● **Directions**: Among the entries below, take the line with "Query: wood grain surface" and the line with "x=574 y=319", and output them and every line between them exactly, with nothing else.

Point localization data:
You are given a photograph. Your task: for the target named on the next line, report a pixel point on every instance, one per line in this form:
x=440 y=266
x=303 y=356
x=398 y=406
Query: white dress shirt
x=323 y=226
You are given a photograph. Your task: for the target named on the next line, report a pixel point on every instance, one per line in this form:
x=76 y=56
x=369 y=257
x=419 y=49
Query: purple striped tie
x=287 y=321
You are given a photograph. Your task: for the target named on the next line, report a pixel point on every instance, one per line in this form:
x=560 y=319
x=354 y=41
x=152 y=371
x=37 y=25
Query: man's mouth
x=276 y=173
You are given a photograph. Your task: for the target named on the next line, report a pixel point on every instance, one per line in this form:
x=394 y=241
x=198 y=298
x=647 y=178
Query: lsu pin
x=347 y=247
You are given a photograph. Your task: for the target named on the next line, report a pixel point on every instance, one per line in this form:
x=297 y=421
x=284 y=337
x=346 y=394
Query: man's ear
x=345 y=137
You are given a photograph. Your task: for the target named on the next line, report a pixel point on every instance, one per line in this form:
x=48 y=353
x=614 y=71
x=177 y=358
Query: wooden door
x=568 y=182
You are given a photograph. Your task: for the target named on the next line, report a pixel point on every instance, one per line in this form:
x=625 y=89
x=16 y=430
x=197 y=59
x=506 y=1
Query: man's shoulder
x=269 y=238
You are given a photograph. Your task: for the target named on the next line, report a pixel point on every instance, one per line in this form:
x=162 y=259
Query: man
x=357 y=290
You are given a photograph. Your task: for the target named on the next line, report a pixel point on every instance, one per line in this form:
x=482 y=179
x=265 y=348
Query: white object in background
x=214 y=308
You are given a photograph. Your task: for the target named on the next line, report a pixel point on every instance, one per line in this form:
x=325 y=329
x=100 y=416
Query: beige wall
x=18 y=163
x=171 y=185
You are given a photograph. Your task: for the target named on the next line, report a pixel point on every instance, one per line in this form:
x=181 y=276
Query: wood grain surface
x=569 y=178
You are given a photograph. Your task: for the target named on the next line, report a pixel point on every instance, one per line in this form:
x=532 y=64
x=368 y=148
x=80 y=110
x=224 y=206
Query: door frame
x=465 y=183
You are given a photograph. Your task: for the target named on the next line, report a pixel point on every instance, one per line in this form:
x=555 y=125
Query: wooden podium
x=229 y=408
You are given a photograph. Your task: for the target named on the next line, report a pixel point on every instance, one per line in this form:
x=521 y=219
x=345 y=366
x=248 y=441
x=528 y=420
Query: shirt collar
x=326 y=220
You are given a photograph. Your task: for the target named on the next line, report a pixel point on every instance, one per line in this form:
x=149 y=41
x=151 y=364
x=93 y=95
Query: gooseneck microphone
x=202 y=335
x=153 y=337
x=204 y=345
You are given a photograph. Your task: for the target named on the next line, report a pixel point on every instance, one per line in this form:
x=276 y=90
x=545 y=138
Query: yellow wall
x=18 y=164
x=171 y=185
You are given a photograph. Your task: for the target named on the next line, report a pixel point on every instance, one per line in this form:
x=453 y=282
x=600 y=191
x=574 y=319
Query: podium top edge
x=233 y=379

--

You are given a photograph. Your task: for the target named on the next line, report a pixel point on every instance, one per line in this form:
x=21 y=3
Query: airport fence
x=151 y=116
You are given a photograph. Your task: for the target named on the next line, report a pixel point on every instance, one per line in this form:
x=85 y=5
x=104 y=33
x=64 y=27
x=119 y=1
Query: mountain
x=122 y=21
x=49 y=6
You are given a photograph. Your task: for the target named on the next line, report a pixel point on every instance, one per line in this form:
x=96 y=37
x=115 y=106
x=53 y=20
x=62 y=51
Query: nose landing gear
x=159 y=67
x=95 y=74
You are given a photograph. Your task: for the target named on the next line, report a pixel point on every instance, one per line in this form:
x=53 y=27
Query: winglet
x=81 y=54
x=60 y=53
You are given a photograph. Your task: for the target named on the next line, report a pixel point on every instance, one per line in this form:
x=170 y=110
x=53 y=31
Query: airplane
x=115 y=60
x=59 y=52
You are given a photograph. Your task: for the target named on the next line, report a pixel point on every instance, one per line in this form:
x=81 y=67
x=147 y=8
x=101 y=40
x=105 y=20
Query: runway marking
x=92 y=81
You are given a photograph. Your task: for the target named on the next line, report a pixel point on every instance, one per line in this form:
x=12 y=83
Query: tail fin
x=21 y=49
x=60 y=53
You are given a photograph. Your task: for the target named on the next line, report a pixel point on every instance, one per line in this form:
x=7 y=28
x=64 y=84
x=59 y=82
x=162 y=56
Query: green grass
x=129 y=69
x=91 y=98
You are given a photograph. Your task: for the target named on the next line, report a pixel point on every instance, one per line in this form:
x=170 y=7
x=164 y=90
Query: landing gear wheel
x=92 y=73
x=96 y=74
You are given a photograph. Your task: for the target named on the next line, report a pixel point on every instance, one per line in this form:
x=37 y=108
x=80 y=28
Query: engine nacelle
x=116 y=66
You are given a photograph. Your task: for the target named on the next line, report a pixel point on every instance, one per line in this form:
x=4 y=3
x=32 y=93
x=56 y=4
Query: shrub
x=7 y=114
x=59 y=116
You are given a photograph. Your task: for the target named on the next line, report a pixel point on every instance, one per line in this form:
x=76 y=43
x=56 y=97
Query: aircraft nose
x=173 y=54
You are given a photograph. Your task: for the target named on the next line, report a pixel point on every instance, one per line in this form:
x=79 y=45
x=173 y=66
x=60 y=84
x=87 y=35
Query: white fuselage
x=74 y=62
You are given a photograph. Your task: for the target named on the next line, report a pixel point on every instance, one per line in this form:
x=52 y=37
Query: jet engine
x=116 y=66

● **Your solution**:
Query: wood grain surface
x=569 y=178
You are given a photograph. Your task: for the target named on the next line, report a pixel point on every instance, one per line in this form:
x=532 y=64
x=368 y=148
x=80 y=110
x=224 y=206
Query: door frame
x=465 y=183
You are given a photograph. Your task: for the target named on the next line, report a pixel point on every instance, one per line in this form:
x=555 y=125
Query: wooden podium
x=229 y=408
You are given a photograph. Your task: for the target named on the next line, report a pixel point on every instance, one per line in this form:
x=521 y=219
x=345 y=366
x=248 y=441
x=528 y=420
Query: shirt collar
x=326 y=220
You are given a photograph. Your task: for the target named on the next line, report a pixel point on every instance, one per line in this form:
x=149 y=41
x=151 y=364
x=93 y=95
Query: gooseneck microphone
x=202 y=335
x=153 y=337
x=204 y=345
You are given a photograph. Your task: for the target named on the next line, report a pixel point on every instance, one per line in this form:
x=276 y=90
x=545 y=138
Query: yellow wall
x=18 y=164
x=171 y=185
You are given a photograph. Your task: for the target named on the next line, report a pixel point on every instance, one per line in this form:
x=453 y=282
x=600 y=191
x=574 y=319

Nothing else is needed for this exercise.